TEXT PROVIDED:
--------------------

Did you know that the discovery of chromatography is credited to Mikhail Tsvet thanks to his studies done in 1901? If you are in the world of chromatography and looking to learn more about its history, you are in the right place. We have put together this short guide to share the interesting history behind the chromatography process.
Keep reading to learn the ins and outs of chromatography history.
Before Mikhail’s discovery, there were dye chemists in the 19th century that were testing their dye mixtures. They were dipping pieces of filter paper, dipping strings, or pieces of cloth into a dye vat. Then when the dye solution migrated up the material, the dye components would produce bands of different colors.
Those scientists noticed that there were concentric colored rings developing when they were dropping inorganic compound solutions in the middle of a piece of filter paper. After this observation, Friedrich Goppelsröder published a writing in 1861, where he called this “capillary analysis” and went into detail to describe the method.

--------------------

ACTION ITEM A: Please reproduce the part of the chromatography history text between "Keep reading to" and "of different colors.", inclusive.
ACTION ITEM B: Carry the chromatography history text forward from its final sentence.
Nothing in the material that follows has any bearing on this.

RECORD EXCERPTS:
--------------------

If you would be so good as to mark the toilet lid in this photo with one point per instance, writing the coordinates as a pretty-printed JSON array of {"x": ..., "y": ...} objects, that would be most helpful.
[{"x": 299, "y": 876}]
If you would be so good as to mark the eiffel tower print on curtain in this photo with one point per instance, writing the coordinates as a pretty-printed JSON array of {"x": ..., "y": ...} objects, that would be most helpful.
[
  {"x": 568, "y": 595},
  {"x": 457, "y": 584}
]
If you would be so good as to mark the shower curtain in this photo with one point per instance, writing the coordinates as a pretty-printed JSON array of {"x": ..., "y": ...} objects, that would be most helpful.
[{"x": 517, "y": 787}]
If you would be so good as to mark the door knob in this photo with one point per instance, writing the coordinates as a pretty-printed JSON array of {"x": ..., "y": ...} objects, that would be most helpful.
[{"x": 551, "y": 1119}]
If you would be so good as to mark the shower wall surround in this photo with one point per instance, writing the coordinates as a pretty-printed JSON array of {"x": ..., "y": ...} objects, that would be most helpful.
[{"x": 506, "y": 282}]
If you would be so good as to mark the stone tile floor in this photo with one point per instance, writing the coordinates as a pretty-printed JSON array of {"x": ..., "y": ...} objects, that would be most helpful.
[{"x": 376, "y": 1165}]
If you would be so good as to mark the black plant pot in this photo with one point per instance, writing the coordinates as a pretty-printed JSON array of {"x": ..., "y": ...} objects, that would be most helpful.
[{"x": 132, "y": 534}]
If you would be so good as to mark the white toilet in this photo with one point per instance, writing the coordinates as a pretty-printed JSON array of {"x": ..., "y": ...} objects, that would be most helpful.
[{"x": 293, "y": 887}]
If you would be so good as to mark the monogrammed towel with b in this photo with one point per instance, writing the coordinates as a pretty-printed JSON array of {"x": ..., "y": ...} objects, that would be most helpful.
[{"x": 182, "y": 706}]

--------------------

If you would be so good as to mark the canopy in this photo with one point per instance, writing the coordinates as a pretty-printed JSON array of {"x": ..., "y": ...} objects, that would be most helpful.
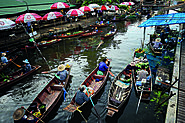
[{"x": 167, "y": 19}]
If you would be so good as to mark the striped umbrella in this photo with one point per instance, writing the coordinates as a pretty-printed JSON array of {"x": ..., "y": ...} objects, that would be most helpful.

--------------------

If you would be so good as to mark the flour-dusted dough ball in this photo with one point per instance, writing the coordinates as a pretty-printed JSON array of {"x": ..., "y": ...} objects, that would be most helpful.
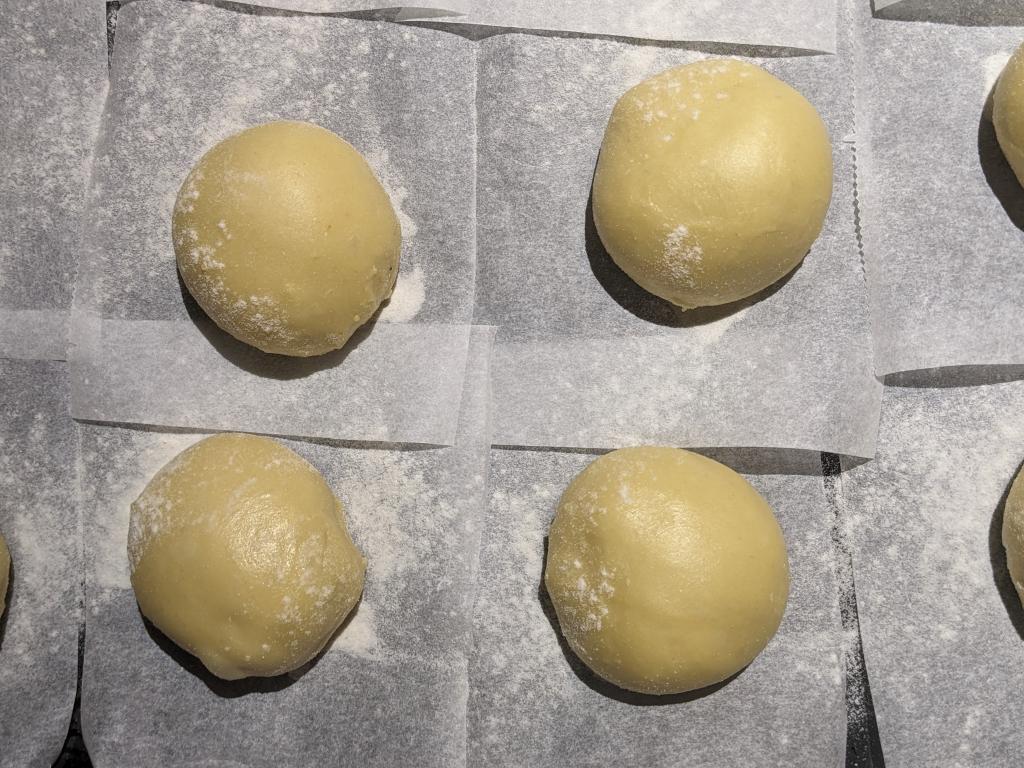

--------------------

FINAL ANSWER A:
Keep reading to learn the ins and outs of chromatography history.
Before Mikhail’s discovery, there were dye chemists in the 19th century that were testing their dye mixtures. They were dipping pieces of filter paper, dipping strings, or pieces of cloth into a dye vat. Then when the dye solution migrated up the material, the dye components would produce bands of different colors.

FINAL ANSWER B:
A few decades later Mikhail S. Tsvet recognized the physicochemical basis of the separation and so he was able to apply this knowledge in an organized way to the separation of plant pigments. The technique that he described is still used today in almost the same form.
What Tsvet did was pack a vertical glass column with a type of absorptive material (powdered sugar, alumina, or silica). Then he added a solution of the plant pigments to the top of the glass column and then used an organic solvent to wash the pigments through the column.
Once he did this, the pigments separated into a series of colored bands on the column. There were areas that were completely free of any pigments.
He ended up calling the method chromatography because he worked with colored substances. The word chromatography comes from Greek words that mean “color writing.”
Growth of Chromatography
Over the years the techniques for chromatography have evolved and grown. Since 1901, there have been other developments such as gas chromatography, liquid chromatography, paper chromatography, thin layer chromatography, and affinity chromatography.
If you have a love for the sciences, you can further contribute to the exploration of chromatography and you never know you might develop something worthy of a Wolf Prize in Medicine like past scientists in 1987 when they invented and developed affinity chromatography in the world of biomedical sciences.
For those that wish to continue exploring liquid chromatography, you want to make sure you invest in reliable HPLC vials and caps to ensure that you don’t have issues with your glass or materials.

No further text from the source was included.